**PASSAGE SHOWN:**
HOME | COMPANY | SOFTWARE | DOCUMENTATION | EDUCATION & TRAINING | SALES & SERVICE | |
"The Official Guide to Programming with OmniMark" |
|
International Edition |
Previous chapter is Chapter 16, "Processing External Entities".
Next chapter is Chapter 18, "How Asynchronous Concurrent Context Translations Work".
In-line subdocument parsing in OmniMark is supported by a very general facility that allows any SGML document to be parsed at any point in an OmniMark program. Processing SUBDOC entities is a special case of this. Issues related specifically to subdocuments are discussed in Section 17.6, "An Example of Subdocument Processing".
SGML subdocuments are not the only other SGML documents that may need to be processed while processing an SGML document or a general text document:
In addition, SGML subdocuments may need to be processed prior to or following the processing of the main document, at the point of reference, or some combination of the two. So in the manner in which they are processed there is no particular distinction between when and how subdocuments and "main" SGML documents are processed.
The consequence of all this is that, rather than OmniMark processing subdocuments explicitly, OmniMark programs are provided with the means to implement the SUBDOC facility. Among other things this means that the OmniMark programmer is responsible for detecting when the allowed number of nested subdocuments is exceeded (see Section 17.6, "An Example of Subdocument Processing").
Besides SGML documents and subdocuments, the following also need to be parsed:
This requirement comes from database applications, that store partial SGML documents and need to process them separately.
Once an SGML DTD has been parsed, it may be desirable to parse one or more instances that conform to that DTD separately from "compiling" the DTD.
SGML documents have the property that, context issues aside, any complete subelement of a document instance can be parsed as if it were a full document instance, differing only from parsing the "full" instance in the selection of an appropriate document element for the instance. OmniMark supports full instance and instance part parsing by allowing for an optional program specification of the DOCUMENT-ELEMENT when doing instance parsing.
In this document, the phrase "instance part" is used to describe both full instances and complete subelements of instances -- a part or a whole.

**REQUEST A:**
According to the OmniMark passage, who is responsible for detecting when the allowed number of nested subdocuments is exceeded?
**REQUEST B:**
Reproduce the section of the OmniMark passage that begins with the words containing "The consequence of" and ends with "process them separately.".

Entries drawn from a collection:
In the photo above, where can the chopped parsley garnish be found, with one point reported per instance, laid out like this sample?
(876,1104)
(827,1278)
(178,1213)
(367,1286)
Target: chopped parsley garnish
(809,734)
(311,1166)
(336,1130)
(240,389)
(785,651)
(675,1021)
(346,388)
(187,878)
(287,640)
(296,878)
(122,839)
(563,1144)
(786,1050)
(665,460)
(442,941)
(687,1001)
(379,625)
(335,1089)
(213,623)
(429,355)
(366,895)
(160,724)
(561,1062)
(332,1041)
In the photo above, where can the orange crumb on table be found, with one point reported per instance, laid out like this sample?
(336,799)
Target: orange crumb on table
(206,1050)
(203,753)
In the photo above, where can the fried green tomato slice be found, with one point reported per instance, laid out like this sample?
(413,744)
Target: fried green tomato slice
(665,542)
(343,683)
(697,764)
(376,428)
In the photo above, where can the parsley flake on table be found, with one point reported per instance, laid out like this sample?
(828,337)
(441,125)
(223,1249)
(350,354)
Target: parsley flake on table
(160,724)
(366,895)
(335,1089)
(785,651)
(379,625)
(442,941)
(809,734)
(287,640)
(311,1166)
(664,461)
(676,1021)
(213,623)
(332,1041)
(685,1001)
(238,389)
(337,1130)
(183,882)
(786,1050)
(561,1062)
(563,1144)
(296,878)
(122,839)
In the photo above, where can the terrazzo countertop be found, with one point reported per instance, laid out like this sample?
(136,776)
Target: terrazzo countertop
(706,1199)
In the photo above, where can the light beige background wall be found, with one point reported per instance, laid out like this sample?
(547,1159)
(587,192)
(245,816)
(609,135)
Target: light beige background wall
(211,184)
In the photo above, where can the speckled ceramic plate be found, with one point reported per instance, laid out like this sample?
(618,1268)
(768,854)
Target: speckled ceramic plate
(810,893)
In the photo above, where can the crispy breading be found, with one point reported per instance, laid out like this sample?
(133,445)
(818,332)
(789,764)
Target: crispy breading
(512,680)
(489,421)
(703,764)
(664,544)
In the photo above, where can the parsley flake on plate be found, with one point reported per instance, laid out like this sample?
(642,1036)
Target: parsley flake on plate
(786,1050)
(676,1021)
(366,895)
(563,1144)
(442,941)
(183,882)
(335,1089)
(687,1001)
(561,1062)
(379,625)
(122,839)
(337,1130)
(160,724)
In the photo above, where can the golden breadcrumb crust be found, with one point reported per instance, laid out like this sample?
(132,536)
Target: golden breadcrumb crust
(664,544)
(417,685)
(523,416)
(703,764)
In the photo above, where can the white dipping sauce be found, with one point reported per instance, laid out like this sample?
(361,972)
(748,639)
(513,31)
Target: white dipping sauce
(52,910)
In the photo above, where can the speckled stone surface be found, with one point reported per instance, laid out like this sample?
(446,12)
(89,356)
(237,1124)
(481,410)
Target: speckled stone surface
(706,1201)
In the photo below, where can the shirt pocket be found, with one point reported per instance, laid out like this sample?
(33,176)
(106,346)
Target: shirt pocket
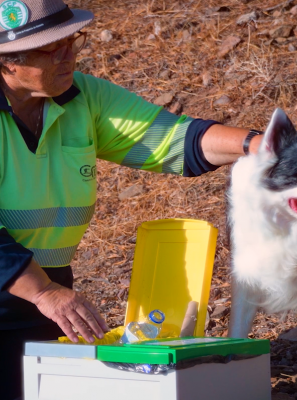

**CORRECT RESULT A:**
The OmniMark programmer.

**CORRECT RESULT B:**
The consequence of all this is that, rather than OmniMark processing subdocuments explicitly, OmniMark programs are provided with the means to implement the SUBDOC facility. Among other things this means that the OmniMark programmer is responsible for detecting when the allowed number of nested subdocuments is exceeded (see Section 17.6, "An Example of Subdocument Processing").
Besides SGML documents and subdocuments, the following also need to be parsed:
This requirement comes from database applications, that store partial SGML documents and need to process them separately.